| Prompt |
Extend the piece below titled "Debugging in 64 bit," starting right after its last sentence about edit and continue.

Monday, 8 June 2009

Debugging in 64 bit

Oh dear. Not long ago I took the plunge and bought a nice new laptop with 64-bit Vista, knowing that the world was slowly shifting towards the world of 64. I'm normally a late adopter of new technology, preferring to leave the hassle to others, and I'm now regretting breaking my own policy.

I have since discovered that a valuable piece of debugging functionality in Visual Studio does not work in 64-bit, and will not be fixed with the VS 2010 release either. I'm referring to "edit and continue" - the ability to alter your code while stepping through. This is invaluable when debugging.

| Provided material |
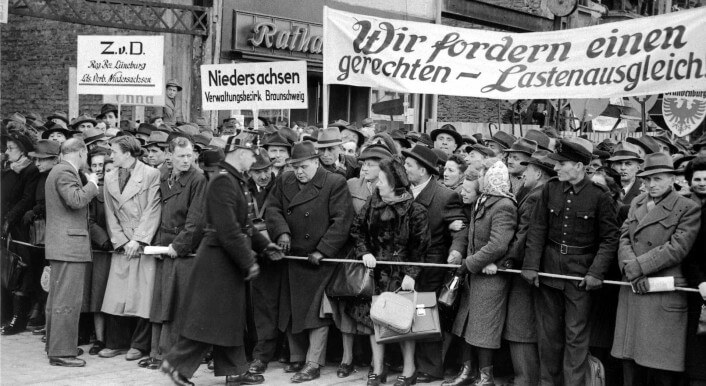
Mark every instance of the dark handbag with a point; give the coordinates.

| Response for this exercise |
And while we're on the subject, did you know you can't install Revit 32-bit on your 64-bit machine? Despite the fact that the ADN offers two download links for Revit (one for 32, one for 64) they are actually the same packages, and at 1.4GB that's a lot of wasted time and bandwidth in downloading. When you run setup.exe it detects your OS, and if you're running 64 bit then you only get offered 64 bit Revit. I tried to be clever and navigate directly to the 32 bit MSI, but those boffins at A'desk have locked them down - you can't run them directly.

Hey, MicroSoft - please please please give us 'edit and continue' in 64-bit!

Hey, Autodesk - please please please give us a way to install Revit 32 on a 64 bit machine!

5 comments:

  1. wow that really sucks. Looks like they'll have it fixed in the version after 2010 (so 2012) but thats a long way off!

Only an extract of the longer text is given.